■ **Task to complete**
Reproduce every item below verbatim, keeping each line unchanged.

☆ ☆ ☆ ☆ ☆ ☆ ☆

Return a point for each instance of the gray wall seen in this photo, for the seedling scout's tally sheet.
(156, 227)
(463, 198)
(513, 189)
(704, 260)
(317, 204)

☆ ☆ ☆ ☆ ☆ ☆ ☆

■ **Full solution**
Return a point for each instance of the gray wall seen in this photo, for the seedling scout's tally sheet.
(156, 227)
(463, 198)
(513, 189)
(704, 260)
(317, 204)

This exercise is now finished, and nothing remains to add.